▶ _Tasks to perform_
(a) In the passage on Kurdish Romanization, in what year did the Department of Education publish The First Kurdish Reader?
(b) Summarize the passage on Kurdish Romanization in two sentences.
(c) Extend the passage on Kurdish Romanization, beginning after its final sentence.

▶ _Text provided_
-- START --

Another alternative to an inefficient Arabic-based Kurdish alphabet has been the adaptation of the Roman script. The use of Latin letters for writing Kurdish dates back to the 18th century, when Europeans began to a studying to publish literary and folkloric texts. Most of the alphabets were, however, adapted for transcription, rather than for normal writing purposes. This is true even in the case of the “standard alphabet” for Kurdish proposed by K.R. Lipsius (1863: 136-137). The popularization of alphabets in Kurdistan was almost impossible, since most of them did not become known to even the native intellectuals.
Interest in Romanization had, since the late 19th century, become apparent among a number of nations which used the Arabic script. Soon after World War I, a number of Kurdish Intellectuals raised the question of changing the alphabet (Rondot 1935:6-1). In Iraq, the Department of Education, under authority of the British Expeditionary Force in Mesopotamia, was interested in popularizing a form of the Roman alphabet for Kurdish. A booklet, Kitab i Awalamin i Qiraat Kurdi (The First Kurdish Reader), compiled by two teachers from Sulaymaniya assisted by two British officers, was published by the Department in 1920. Before long, the British authorities decided to put an Arab government in power in Baghdad, which was interested in the integration of the Kurds and, as a result, the Romanization effort was abandoned (cf. 5.1.0 to 5.1.4 on the language policy of the period).
The Kurds themselves, however, continued their effort to Romanize the script. Arguments for the change were based mostly on the drawbacks of the Arabic script in writing Kurdish, but other reasons were occasionally given. A writer in Diyarî Kurdistan (1925, No. 11-12, p. 11), for instance, referred, among other things, to the “revival of our nation” through closer association with the West. He also claimed that the Kurds were an “Aryan nation” and their language was also “Aryan.” “That is why,” he wrote, “I do not believe that the letters of a Semitic language which are products of “Semitic spirit and stock” (rûḧ û ‘irq) will be of use to us” (p. 9). This racist explanation of linguistic/orthographic phenomena reflects, in part, the conflict between the Kurds and the Arab regime put in power by Britain in the 1920s (cf. 5.1.3 to 5.1.7; 7.2.2.9, 7.3.2.9, 7.5.1 to 7.5.1.4). Kurdish nationalists wanted to remain distinct from the dominating Arabic language and culture, which was now closely tied to the ruling power in Baghdad. Support for Romanization was quite widespread among the literati, including even the clergy. According to a memo (Secret, No. D.O.S./218, written by the Administrative Inspector of Mosul Liwa and addressed to the Advisor, Ministry of Interior, Baghdad, March 5, 1932), the majority of Kurdish delegates who attended a government-sponsored meeting to select the dialect base of the Kurdish language (cf. 6.2.0) favored the use of the Roman script:
…at least five of [the nine] delegates expressed themselves as strongly in favour of the use of Latin characters [two delegates were not present in the meeting; cf. 6.2.0]. These delegates included 2 from Dohuk, 2 from Shaikhan and Muhammed Ibn Shaikh Bahauddin of Amadia. The latter however influenced by his brother Shaikh Ghiyath ud Din and fearing that Arab patriots might object to his advocating the use of Latin characters, eventually declined to state this request to the Mutaserrif [governor]. (F. No. 13/14, Vol. XII, Kurdistan Policy, p. 2).

-- END --

▶ _Material provided_
-- START --

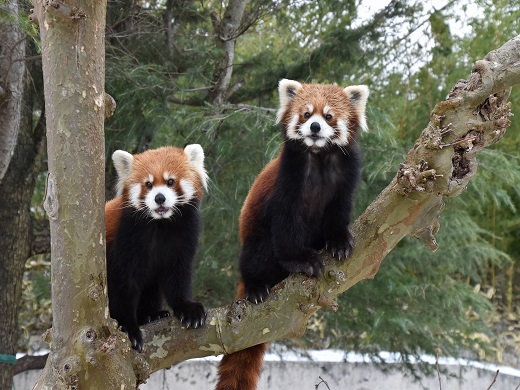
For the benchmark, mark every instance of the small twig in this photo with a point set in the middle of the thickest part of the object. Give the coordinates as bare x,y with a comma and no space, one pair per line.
494,380
322,381
438,370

-- END --

▶ _Exercise answers_
(a) 1920

(b) Latin letters were first used for Kurdish in the 18th century, but most of those alphabets were designed for transcription and stayed largely unknown in Kurdistan, and a British-backed Romanization effort in Iraq that produced a reader in 1920 was dropped after an Arab government was installed in Baghdad. Kurds kept pressing for the Roman script, partly to stay distinct from the Arabic language and culture tied to the ruling power, and a 1932 memo reports that the majority of Kurdish delegates at a government-sponsored meeting favored Latin characters.

(c)
In spite of or, to be more exact, because of the popularity of Romanization (cf., also, 8.2.6), the Iraqi government and Britain rejected the demand as a manifestation of separatism. Individuals did, however, continue their struggle for promoting the script. Following a version proposed by Edmonds (1931, 1933), Tawfiq Wahbi presented his alphabet in Xondewarî Baw in 1933. In Syria, the Badir Khan brothers used a phonemic alphabet with diacritics for Kurmanji which was quite similar to the system adopted for writing Turkish in 1926 in Turkey. The Wahby system was closer to English spelling in that it used digraphs ch, sh, gh, iy, rh, lh and uw to represent ç, ş, ẍ, î, ř, ĺ and û.
The Kurdish press, e.g., Jiyan (Vol. 10, No. 449, July 20, 1935 and Gelawêj (Vol. 4, No. 4, 1943, pp. 38-40), was interested in popularizing Wahby’s version although the Badir Khan variety was being increasingly preferred (cf., e.g., Gelawêj, Vol. 4, No. 7; Vol. 5, No. 2, 1944). By 1957, when Jemal Nebez published his Badir Khan-based alphabet, the new writing system was far from being used in printing and writing. (Giw Mukriyani, another Romanist, made the last efforts on its behalf by publishing two ABC books in 1960 and 1972.
Opposition to Romanization came from various sources at different times. The strongest and most effective opponent t was the Iraqi government, which rejected alphabet reform or change as an expression of Kurdish particularism or “separatism.” Among the Kurds themselves, opposition came from two sources. A conservative group opposed Romanization because of either religious considerations or their links with the central government (Nebez 1957:35). The religious opponents chanted En ‘ Latînî ye, Ladînî ye ‘ This Latinization is irreligiosity’ (Nebez 1976:86). The second group included the Communist Party of Iraq and leftist nationalists such as the poet Goran. The former attacked, in their newspaper Ittihad al-Sha’b in 1959, efforts for Romanization which had gained fresh momentum after the fall of the monarchy. According to Nebez (who was a target of criticism to which he responded in the journal Saw,’ al-Akrad), the Communist Party considered the Romanization campaign detrimental to the “national unity of Iraq” (Nebez 1976:86). Kurdish intellectuals were in favor of the eventual change of the writing system, but they found the timing inappropriate. Khaznadar (1971:7) remembers that Goran argued, “Let’s first get schools, and then we will say which alphabet we want.”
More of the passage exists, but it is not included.